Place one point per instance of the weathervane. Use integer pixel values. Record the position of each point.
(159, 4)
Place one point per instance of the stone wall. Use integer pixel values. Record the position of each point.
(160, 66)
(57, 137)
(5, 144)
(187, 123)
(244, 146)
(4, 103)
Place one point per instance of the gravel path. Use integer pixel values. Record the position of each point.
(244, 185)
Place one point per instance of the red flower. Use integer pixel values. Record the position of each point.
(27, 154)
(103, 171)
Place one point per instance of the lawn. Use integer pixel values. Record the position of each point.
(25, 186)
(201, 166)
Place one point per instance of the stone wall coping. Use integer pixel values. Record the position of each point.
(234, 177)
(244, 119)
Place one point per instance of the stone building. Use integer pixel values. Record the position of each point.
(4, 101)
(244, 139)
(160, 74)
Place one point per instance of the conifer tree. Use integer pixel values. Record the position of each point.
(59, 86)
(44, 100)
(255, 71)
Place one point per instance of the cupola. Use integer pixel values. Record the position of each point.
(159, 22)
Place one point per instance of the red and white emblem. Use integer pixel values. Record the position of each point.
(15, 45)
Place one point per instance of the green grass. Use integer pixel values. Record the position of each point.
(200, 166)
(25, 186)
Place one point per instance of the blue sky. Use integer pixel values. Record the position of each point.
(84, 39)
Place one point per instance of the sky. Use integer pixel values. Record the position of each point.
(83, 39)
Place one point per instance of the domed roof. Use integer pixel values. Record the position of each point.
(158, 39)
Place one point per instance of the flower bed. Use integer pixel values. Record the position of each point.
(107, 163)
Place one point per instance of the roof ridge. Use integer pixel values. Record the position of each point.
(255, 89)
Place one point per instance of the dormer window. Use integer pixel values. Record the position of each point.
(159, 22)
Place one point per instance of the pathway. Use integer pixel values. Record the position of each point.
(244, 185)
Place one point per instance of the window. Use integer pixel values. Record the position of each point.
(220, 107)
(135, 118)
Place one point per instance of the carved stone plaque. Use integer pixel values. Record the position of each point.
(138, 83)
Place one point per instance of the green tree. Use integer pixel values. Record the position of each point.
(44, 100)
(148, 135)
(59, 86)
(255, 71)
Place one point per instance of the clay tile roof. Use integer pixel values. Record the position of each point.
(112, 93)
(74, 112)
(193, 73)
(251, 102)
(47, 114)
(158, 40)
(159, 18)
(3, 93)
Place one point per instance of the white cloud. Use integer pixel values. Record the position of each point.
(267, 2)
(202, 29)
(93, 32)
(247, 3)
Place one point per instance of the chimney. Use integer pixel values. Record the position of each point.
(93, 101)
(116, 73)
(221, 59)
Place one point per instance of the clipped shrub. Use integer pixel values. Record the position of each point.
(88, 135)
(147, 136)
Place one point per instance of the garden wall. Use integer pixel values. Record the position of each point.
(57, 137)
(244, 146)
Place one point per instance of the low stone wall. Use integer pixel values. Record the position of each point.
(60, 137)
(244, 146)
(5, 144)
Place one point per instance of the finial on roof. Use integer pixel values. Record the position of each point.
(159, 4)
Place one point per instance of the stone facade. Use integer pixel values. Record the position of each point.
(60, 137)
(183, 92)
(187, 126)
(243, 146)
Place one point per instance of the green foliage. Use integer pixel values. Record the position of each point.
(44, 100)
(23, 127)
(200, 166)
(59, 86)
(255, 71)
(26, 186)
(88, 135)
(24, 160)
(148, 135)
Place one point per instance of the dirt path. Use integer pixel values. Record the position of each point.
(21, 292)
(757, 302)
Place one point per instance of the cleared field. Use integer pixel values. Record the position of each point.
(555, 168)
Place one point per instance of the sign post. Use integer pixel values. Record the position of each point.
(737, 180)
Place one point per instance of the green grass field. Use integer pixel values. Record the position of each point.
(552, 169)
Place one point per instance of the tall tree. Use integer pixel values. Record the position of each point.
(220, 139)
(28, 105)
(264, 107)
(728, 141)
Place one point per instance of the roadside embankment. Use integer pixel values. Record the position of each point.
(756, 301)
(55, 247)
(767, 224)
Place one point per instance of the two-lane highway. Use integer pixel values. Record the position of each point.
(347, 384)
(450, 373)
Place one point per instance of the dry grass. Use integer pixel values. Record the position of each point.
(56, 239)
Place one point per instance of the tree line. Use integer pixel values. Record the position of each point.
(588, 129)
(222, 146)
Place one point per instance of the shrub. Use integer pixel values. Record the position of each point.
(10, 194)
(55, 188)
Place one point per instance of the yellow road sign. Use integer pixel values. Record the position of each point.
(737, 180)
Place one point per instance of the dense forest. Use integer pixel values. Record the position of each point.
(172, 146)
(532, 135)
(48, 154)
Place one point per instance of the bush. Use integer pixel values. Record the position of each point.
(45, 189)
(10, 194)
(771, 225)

○ ○ ○

WHAT YOU SHOULD DO
Restate every line of the data word for word.

REPLY TO THE TASK
Place one point per instance of the weathervane. Use integer pixel values. Record the position of each point.
(159, 4)
Place one point per instance of the stone wall. Use integer pixel values. Record the position of each point.
(160, 66)
(57, 137)
(5, 144)
(187, 123)
(244, 146)
(4, 103)
Place one point per instance of the gravel path. Use integer pixel values. Record the position of each point.
(244, 185)
Place one point per instance of the red flower. Use integer pixel values. Record the position of each point.
(27, 154)
(103, 171)
Place one point per instance of the lawn. Use integer pixel values. Record the position of each point.
(25, 186)
(201, 166)
Place one point per instance of the stone wall coping. Use integer pixel values. Record the position of each point.
(234, 177)
(244, 119)
Place one point per instance of the stone building. Use integer pixel values. Record the position of each point.
(4, 101)
(244, 139)
(160, 74)
Place one point per instance of the conifer tree. Use integer pixel values. Record the position of each point.
(59, 86)
(44, 100)
(255, 71)
Place one point per instance of the cupola. Use integer pixel values. Record the position of each point.
(159, 22)
Place one point per instance of the red and white emblem. Use integer pixel values. Record the position of each point.
(15, 45)
Place one point per instance of the green grass. Use integer pixel values. Record the position of each point.
(200, 166)
(25, 186)
Place one point per instance of the blue sky. Use integer pixel values. Record the position of each point.
(84, 39)
Place one point per instance of the sky. Use integer pixel values. Record the position of each point.
(83, 39)
Place one point per instance of the domed roof. Use integer pixel values. Record the position of each point.
(158, 39)
Place one point per instance of the flower bed. Use integer pixel values. Record the position of each point.
(107, 163)
Place one point per instance of the roof ridge. Use integer pixel values. Record the position of each point.
(255, 89)
Place one point per instance of the dormer window. Use integer pixel values. Record the position of each point.
(159, 22)
Place one point per instance of the pathway. Use integer pixel values. Record the position of each point.
(244, 185)
Place one point per instance of the window. Use integer pixel values. Record the position of each point.
(220, 107)
(135, 118)
Place one point per instance of the carved stone plaque. Use integer pixel values. Record the position of each point.
(138, 83)
Place one point per instance of the green tree. Use integer pixel values. Record the position of each point.
(44, 100)
(148, 135)
(59, 86)
(255, 71)
Place one point per instance of the clay tile roof. Use integer pixel values. Record the position of each point.
(112, 93)
(74, 112)
(193, 73)
(251, 102)
(47, 114)
(158, 40)
(159, 18)
(3, 93)
Place one point per instance of the white cloud. Use integer pixel values. Record the position of each point.
(267, 2)
(202, 29)
(93, 32)
(247, 3)
Place one point per instance of the chimney. Use integer pixel values. Record the position of each point.
(93, 101)
(116, 73)
(221, 59)
Place one point per instance of the clipped shrub. Use integer pixel values. Record the position of each point.
(88, 135)
(147, 136)
Place one point per instance of the garden wall. Use integer pixel values. Record the position of each point.
(57, 137)
(244, 146)
Place one point per instance of the low stone wall. Use integer pixel values. Record the position of each point.
(60, 137)
(244, 146)
(5, 144)
Place one point per instance of the finial on roof. Use integer pixel values. Record the position of each point.
(159, 4)
Place one point per instance of the stone facade. Use integer pixel values. Record the position of each point.
(60, 137)
(183, 92)
(187, 126)
(243, 146)
Place one point per instance of the green foliage. Use integer pixel values. Record the position of each point.
(44, 100)
(23, 127)
(200, 166)
(59, 86)
(255, 71)
(26, 186)
(88, 135)
(24, 160)
(148, 135)
Place one point per instance of the dirt path. Use integer pixel values. Record the position of each point.
(21, 292)
(757, 302)
Place one point per instance of the cleared field. Use integer pixel values. Record the position of each point.
(555, 168)
Place one point per instance of the sign post. Use integer pixel values. Record the position of each point.
(737, 180)
Place one point per instance of the green grass field. Use integer pixel values. Record the position of each point.
(552, 169)
Place one point per instance of the tall tree. Use integer pixel values. Record the position of each point.
(220, 139)
(28, 105)
(264, 107)
(728, 141)
Place one point per instance of the roadside embankment. Use integer pixel values. Record the position of each point.
(756, 301)
(55, 247)
(767, 224)
Place one point per instance of the two-lane highway. Use integer pixel values. Record the position of each point.
(347, 384)
(450, 373)
Place one point per instance of the dry grass. Use integer pixel values. Record the position of each point.
(56, 239)
Place one point per instance of the tree line. Use integer pixel values. Record the position of each point.
(588, 129)
(222, 146)
Place one point per instance of the shrub. Use integer pixel values. Record the position of each point.
(10, 194)
(55, 188)
Place one point per instance of the yellow road sign. Use integer pixel values. Record the position of each point.
(737, 180)
Place one point per instance of the dense forest. Use integer pixel values. Record the position of each point.
(172, 146)
(532, 135)
(48, 154)
Place one point per instance of the bush. Use integer pixel values. Record the position of each point.
(45, 189)
(10, 194)
(771, 225)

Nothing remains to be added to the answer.